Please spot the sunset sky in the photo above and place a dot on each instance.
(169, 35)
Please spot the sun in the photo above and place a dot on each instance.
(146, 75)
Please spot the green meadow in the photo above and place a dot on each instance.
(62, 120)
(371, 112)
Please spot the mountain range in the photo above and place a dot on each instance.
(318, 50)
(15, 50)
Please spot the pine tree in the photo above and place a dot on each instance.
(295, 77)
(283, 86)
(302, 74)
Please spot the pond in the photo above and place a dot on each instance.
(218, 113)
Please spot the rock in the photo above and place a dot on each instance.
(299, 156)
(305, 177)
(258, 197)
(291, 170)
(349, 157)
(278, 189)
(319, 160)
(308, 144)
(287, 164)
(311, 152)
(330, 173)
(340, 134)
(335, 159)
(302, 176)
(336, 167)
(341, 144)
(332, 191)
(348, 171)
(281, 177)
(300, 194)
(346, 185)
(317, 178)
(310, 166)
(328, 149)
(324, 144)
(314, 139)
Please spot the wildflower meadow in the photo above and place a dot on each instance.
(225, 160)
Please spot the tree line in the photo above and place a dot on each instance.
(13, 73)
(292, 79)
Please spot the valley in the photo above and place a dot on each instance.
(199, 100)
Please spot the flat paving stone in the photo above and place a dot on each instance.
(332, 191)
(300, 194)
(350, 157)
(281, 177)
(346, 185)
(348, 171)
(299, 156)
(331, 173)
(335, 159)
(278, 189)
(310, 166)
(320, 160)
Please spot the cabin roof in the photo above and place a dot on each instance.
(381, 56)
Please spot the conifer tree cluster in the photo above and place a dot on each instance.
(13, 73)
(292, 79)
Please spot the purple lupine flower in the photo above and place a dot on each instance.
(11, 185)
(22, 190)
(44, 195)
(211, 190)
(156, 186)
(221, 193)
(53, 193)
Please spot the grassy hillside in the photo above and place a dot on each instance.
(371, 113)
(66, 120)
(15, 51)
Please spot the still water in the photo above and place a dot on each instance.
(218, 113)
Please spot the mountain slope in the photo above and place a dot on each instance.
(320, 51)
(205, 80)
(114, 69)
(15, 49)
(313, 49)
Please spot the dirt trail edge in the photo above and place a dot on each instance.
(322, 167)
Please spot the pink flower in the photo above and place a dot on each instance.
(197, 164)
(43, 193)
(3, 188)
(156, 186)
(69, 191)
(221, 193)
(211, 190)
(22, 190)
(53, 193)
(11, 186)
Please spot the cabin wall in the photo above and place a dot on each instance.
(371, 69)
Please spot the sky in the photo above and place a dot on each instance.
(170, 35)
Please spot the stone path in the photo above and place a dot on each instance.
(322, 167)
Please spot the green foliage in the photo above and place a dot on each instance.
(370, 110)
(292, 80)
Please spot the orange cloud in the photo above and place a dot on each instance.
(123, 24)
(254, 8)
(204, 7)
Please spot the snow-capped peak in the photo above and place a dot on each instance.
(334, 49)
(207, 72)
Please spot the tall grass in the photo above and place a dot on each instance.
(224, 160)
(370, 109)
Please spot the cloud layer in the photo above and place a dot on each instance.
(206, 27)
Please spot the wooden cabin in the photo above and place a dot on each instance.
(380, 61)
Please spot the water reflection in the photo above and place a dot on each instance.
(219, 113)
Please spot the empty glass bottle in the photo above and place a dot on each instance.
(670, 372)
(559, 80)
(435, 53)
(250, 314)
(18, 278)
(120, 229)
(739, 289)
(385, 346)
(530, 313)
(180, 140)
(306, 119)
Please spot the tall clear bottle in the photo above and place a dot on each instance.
========
■ What you have to do
The listing above is to be written out again word for word.

■ Solution below
Please spot the sunset sky in the photo above and place a dot on each instance.
(169, 35)
Please spot the sun in the photo above and place a dot on each instance.
(146, 75)
Please spot the green meadow in the photo above and place a dot on each instance.
(62, 120)
(371, 112)
Please spot the mountain range in the photo above and place a dot on each instance.
(318, 50)
(15, 50)
Please spot the pine tree in the photo above and place a dot on each instance.
(295, 77)
(283, 86)
(302, 74)
Please spot the pond in the photo above and place a dot on each instance.
(218, 113)
Please spot the rock in the photo above and place a dot on each instance.
(299, 156)
(305, 177)
(258, 197)
(291, 170)
(349, 157)
(278, 189)
(319, 160)
(308, 144)
(287, 164)
(311, 152)
(330, 173)
(340, 134)
(335, 159)
(302, 176)
(336, 167)
(341, 144)
(332, 191)
(348, 171)
(281, 177)
(300, 194)
(346, 185)
(317, 178)
(310, 166)
(328, 149)
(324, 144)
(314, 139)
Please spot the wildflower meadow in the photo above and place a dot on each instance.
(225, 160)
Please spot the tree line in the photo above and place a dot on each instance.
(13, 73)
(292, 79)
Please spot the valley in the photo above and place a dot on each instance.
(199, 100)
Please spot the flat paving stone in the photo above and place a dot on each instance.
(332, 191)
(300, 194)
(350, 157)
(281, 177)
(346, 185)
(348, 171)
(299, 156)
(331, 173)
(335, 159)
(278, 189)
(310, 166)
(320, 160)
Please spot the cabin roof in the photo above and place a dot on each instance.
(381, 56)
Please spot the conifer tree cluster in the photo above and place a dot on each instance.
(13, 73)
(292, 79)
Please spot the purple lupine flower in the photo above and place a dot on each instance.
(11, 185)
(22, 190)
(44, 195)
(211, 190)
(156, 186)
(221, 193)
(53, 193)
Please spot the grassy hillside in the photo above and place a dot on each instance.
(371, 113)
(66, 120)
(15, 51)
Please spot the still water in the photo above and place a dot on each instance.
(218, 113)
Please spot the mountain slope in the photo above and place a dot on each instance.
(320, 51)
(205, 80)
(114, 69)
(15, 49)
(313, 49)
Please spot the dirt trail edge in the photo above and place a dot on each instance.
(322, 167)
Please spot the pink flower in the photo above and place a dot on each instance.
(197, 164)
(43, 193)
(3, 188)
(156, 186)
(69, 191)
(221, 193)
(211, 190)
(22, 190)
(53, 193)
(11, 186)
Please spot the cabin wall in the photo above and place a dot on each instance.
(371, 69)
Please spot the sky in the photo above and place a dot on each instance.
(170, 35)
Please spot the stone path in the photo above and place a dot on each instance.
(322, 167)
Please spot the green foliage in the photo above and place a dot on each instance.
(370, 110)
(292, 80)
Please spot the orange cloud in the photo above and place a dot on each instance.
(123, 24)
(254, 8)
(204, 7)
Please spot the snow-capped peak in the photo above and place a dot on each instance.
(334, 49)
(207, 72)
Please spot the tall grass in the photo above and place a dot on each instance.
(224, 160)
(370, 109)
Please spot the cloud layer in the photo above and place a dot on each instance.
(206, 27)
Please spot the wooden cabin in the photo above and place a dot on each instance.
(380, 61)
Please spot the water reflection in the photo above and place a dot on each instance.
(219, 113)
Please spot the empty glass bottle in the photo above and place a dot on each instance.
(670, 372)
(559, 80)
(435, 53)
(250, 314)
(18, 278)
(120, 229)
(739, 289)
(385, 346)
(530, 313)
(180, 140)
(306, 119)
Please spot the tall clear bottle in the photo above and place a dot on each instance.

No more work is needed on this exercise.